(TEXTO PARA LEER)
Luego de un momento de belleza en el que Pernilla descorre una tela verde que cubre todo el espacio de la cama como una mortaja, vistiéndolo a su vez como un manto real, se instala la intensidad de Varrailhón y Pérez cambiando rápidamente el tono de la obra, asumiendo el ritmo y cambios de velocidad propios de la poética de Calderón.
En ese momento comienza la verdadera complejidad del texto que hace brillar a los actores. Ideas pasan de una escena a otra por vasos comunicantes insospechados, lo que se dice como amenaza en una aparece como un sueño en otra, la idea que es hipótesis pasa a ser prueba en una acusación.

(EXTRACTOS DE DATOS)

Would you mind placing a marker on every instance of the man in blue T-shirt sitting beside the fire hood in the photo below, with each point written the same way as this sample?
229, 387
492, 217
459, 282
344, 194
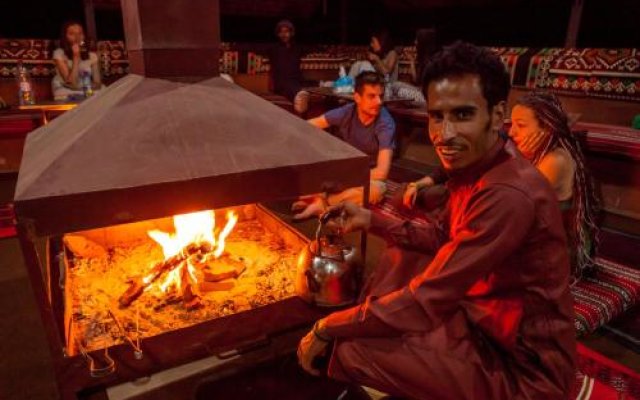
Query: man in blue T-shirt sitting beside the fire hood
366, 125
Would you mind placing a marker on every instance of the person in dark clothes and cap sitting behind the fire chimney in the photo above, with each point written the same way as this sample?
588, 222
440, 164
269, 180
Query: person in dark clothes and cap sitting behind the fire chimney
286, 75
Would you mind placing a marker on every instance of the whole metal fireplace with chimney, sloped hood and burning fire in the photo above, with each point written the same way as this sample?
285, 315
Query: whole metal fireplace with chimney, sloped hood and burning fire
126, 289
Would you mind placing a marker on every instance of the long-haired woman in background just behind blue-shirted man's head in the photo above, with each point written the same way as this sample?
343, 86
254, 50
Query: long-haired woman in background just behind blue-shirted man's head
382, 58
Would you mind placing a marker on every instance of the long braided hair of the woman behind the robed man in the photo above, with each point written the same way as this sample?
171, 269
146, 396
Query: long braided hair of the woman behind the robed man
583, 236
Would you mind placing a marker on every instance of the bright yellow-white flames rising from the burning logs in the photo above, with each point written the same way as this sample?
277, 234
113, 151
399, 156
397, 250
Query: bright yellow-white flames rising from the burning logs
196, 228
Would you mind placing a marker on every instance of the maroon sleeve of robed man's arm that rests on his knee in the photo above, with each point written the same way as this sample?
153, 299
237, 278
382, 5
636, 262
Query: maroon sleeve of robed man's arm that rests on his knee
494, 225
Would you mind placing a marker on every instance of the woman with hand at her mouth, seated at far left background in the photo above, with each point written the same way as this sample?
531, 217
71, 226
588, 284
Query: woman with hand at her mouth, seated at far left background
73, 60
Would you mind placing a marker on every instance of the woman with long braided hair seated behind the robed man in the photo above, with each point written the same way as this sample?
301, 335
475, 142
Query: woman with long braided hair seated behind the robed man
541, 132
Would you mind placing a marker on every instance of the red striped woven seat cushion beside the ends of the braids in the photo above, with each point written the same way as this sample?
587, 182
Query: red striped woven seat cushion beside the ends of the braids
603, 294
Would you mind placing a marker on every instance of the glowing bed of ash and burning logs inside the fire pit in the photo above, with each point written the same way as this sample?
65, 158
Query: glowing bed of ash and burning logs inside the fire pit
143, 279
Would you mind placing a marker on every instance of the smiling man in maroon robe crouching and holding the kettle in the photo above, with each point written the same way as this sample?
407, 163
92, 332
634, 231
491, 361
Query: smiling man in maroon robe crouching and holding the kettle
490, 315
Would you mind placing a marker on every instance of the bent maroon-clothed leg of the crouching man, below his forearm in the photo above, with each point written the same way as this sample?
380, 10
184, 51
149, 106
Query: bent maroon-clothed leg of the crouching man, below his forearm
447, 363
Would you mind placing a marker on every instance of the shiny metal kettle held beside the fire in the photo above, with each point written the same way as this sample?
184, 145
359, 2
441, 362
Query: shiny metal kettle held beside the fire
328, 272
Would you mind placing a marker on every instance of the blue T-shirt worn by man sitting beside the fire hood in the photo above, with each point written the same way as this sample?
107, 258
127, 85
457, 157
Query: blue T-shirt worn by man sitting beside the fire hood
368, 139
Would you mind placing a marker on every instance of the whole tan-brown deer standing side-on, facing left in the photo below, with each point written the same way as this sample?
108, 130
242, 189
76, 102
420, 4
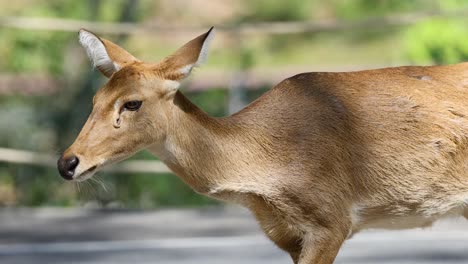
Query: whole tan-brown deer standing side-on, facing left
316, 159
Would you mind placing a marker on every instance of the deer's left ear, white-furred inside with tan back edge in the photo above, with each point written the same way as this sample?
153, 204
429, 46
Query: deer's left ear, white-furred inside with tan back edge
105, 55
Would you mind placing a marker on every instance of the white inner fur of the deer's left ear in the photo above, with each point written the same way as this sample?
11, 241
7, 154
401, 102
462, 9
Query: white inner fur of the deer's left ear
97, 52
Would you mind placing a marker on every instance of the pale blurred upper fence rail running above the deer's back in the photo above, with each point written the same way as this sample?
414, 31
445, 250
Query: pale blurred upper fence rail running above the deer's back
71, 25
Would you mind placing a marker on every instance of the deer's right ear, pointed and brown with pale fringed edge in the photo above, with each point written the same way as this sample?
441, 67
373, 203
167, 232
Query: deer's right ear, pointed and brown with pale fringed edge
179, 65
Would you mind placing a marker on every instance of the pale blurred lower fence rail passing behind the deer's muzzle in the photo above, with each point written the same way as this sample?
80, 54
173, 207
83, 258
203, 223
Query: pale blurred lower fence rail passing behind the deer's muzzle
47, 160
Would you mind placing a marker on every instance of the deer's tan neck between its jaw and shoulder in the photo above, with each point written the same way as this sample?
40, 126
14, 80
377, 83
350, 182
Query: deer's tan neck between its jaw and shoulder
204, 151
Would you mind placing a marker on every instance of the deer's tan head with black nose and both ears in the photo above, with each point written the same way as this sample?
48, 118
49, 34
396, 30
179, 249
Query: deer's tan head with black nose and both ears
131, 111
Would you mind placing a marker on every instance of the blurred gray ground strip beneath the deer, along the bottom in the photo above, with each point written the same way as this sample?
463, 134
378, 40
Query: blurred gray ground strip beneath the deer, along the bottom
228, 235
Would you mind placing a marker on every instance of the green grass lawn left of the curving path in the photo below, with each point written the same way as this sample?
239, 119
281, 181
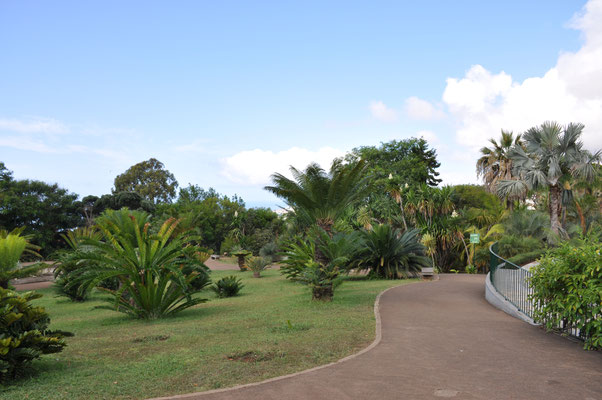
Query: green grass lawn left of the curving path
273, 328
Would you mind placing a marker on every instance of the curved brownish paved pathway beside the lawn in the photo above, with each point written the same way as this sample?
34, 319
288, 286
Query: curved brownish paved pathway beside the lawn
443, 340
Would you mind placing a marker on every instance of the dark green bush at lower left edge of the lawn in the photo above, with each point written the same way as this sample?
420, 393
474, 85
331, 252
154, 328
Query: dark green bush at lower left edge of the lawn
24, 334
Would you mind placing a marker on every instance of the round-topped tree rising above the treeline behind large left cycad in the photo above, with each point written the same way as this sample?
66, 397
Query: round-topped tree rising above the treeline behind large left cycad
150, 180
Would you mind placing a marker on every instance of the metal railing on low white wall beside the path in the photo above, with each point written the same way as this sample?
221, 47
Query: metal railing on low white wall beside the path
511, 281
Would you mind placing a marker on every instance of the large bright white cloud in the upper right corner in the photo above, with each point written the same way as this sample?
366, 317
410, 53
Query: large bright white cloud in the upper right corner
483, 102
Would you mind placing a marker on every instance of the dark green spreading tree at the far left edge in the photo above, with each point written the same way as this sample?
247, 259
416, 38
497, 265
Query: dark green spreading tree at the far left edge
45, 210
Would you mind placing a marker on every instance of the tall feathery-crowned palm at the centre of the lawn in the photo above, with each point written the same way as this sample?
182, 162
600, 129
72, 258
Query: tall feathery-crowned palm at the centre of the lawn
321, 196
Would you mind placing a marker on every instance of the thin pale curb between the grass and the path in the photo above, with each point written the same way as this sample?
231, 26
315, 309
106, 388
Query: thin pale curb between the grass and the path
375, 342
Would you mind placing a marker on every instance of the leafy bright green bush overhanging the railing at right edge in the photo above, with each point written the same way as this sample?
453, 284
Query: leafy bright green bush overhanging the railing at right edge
567, 287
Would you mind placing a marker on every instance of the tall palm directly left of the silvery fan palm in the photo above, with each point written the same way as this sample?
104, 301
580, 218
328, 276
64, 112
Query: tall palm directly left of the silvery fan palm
495, 163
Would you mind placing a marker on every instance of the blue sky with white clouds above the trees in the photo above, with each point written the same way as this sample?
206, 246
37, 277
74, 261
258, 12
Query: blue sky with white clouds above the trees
226, 93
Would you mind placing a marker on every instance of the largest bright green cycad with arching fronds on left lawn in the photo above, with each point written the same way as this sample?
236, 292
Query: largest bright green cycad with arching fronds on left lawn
149, 266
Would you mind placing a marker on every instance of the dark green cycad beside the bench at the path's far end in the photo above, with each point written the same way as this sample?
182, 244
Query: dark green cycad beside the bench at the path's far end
390, 254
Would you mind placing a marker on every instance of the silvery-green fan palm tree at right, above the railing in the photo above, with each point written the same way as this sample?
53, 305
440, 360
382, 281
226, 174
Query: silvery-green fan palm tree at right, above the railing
552, 155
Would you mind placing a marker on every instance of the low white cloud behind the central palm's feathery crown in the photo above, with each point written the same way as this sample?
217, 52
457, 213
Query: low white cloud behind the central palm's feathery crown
254, 167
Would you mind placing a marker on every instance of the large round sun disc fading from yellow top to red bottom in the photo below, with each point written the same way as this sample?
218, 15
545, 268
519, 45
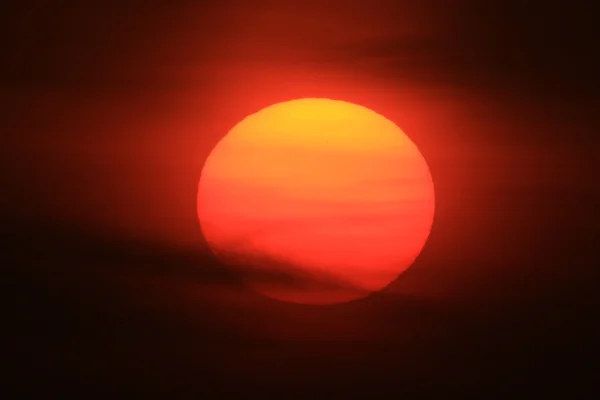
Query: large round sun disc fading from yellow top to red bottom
316, 201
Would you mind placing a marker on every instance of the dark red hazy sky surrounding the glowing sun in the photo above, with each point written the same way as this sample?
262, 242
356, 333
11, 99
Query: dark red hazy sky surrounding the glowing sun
110, 110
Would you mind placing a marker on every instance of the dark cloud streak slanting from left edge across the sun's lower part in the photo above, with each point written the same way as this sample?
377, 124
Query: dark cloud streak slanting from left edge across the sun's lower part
67, 247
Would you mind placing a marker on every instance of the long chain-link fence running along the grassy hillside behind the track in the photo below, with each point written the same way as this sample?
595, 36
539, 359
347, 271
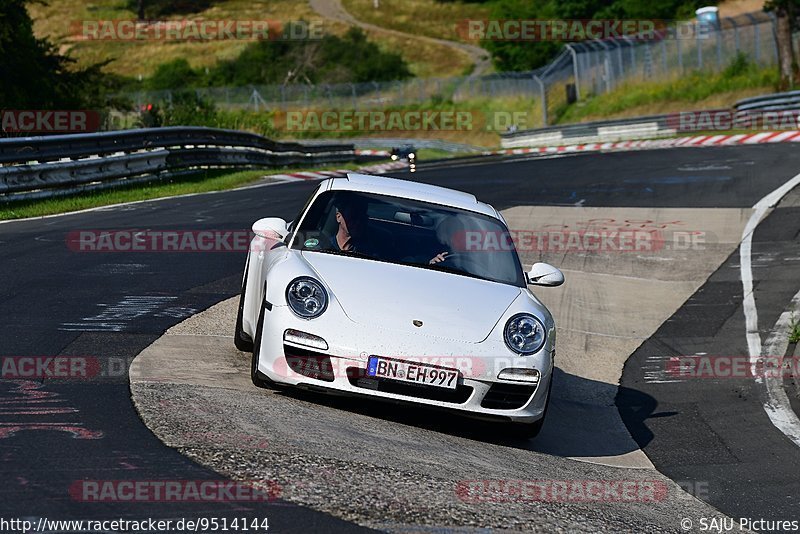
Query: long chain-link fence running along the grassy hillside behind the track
581, 70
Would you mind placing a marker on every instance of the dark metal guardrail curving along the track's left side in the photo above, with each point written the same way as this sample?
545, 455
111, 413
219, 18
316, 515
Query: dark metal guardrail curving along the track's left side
40, 167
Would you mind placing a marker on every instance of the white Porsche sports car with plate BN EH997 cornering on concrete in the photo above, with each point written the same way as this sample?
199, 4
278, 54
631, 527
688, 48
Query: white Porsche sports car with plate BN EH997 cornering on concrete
401, 291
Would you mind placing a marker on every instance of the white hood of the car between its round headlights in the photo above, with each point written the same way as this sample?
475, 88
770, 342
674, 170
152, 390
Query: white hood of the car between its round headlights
393, 296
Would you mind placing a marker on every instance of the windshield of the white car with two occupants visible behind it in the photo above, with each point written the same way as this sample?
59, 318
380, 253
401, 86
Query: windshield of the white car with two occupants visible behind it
410, 232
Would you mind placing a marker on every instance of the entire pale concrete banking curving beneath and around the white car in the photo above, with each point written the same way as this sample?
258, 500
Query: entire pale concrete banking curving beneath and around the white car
192, 389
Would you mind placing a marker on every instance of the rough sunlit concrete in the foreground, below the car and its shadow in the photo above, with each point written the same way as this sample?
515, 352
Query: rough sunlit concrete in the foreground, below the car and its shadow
382, 466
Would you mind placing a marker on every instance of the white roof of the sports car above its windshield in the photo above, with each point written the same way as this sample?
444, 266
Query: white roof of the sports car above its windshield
367, 183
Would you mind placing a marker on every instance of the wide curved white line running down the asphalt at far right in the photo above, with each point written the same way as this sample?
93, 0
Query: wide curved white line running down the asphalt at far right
777, 408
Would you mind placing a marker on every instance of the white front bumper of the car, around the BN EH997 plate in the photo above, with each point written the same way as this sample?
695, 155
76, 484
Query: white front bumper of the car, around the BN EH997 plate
341, 368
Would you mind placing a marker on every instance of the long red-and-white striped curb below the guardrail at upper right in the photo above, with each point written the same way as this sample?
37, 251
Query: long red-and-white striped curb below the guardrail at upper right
696, 141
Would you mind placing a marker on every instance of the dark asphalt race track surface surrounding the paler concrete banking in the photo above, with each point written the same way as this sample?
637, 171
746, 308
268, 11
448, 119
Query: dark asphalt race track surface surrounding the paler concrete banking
111, 306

(POR HACER)
1. Renombra "los actores" como "los intérpretes" en la reseña de la obra y reescribe el pasaje que abre con las palabras que contienen "Luego de un" y cierra con "en una acusación.".
2. Responde según la reseña de la obra:
(a) ¿De qué color es la tela que descorre Pernilla?
(b) ¿A la poética de quién son propios el ritmo y los cambios de velocidad que se asumen?
(c) ¿En qué se convierte la idea que es hipótesis?
3. Por favor, retoma la reseña de la obra a partir de su última oración.
Los registros no tienen ningún papel en esto.

(TUS RESPUESTAS)
1.
Luego de un momento de belleza en el que Pernilla descorre una tela verde que cubre todo el espacio de la cama como una mortaja, vistiéndolo a su vez como un manto real, se instala la intensidad de Varrailhón y Pérez cambiando rápidamente el tono de la obra, asumiendo el ritmo y cambios de velocidad propios de la poética de Calderón.
En ese momento comienza la verdadera complejidad del texto que hace brillar a los intérpretes. Ideas pasan de una escena a otra por vasos comunicantes insospechados, lo que se dice como amenaza en una aparece como un sueño en otra, la idea que es hipótesis pasa a ser prueba en una acusación.

2.
(a) Verde.
(b) A la de Calderón.
(c) En prueba en una acusación.

3.
Un momento hilarante ocurre cuando el pedante personaje que ama la poesía de Saraví tiene un intercambio con la Policía en el que reconoce que el libro le pertenece pero no es de él, jugando con la diferencia entre autoría y posesión del objeto, que también es parte nuclear de la historia de la cama, ya que el nudo de la historia es saber justamente a quién pertenece: si a quien la construyó, a quien fue torturada sobre ella o al museo que la adquiere luego de la caída, reconstruida, por un dólar, poniendo en juego de paso la diferencia marxista del valor de intercambio y el de uso de los objetos.
La carne se hace grito
Es muy difícil hacer justicia con el trabajo de excepción que hacen los cinco actores, que para quienes los hemos visto no sorprende en absoluto. Como en 1492, fueron descubiertos por los españoles, que esta vez fueron cautivados por los recién descubiertos.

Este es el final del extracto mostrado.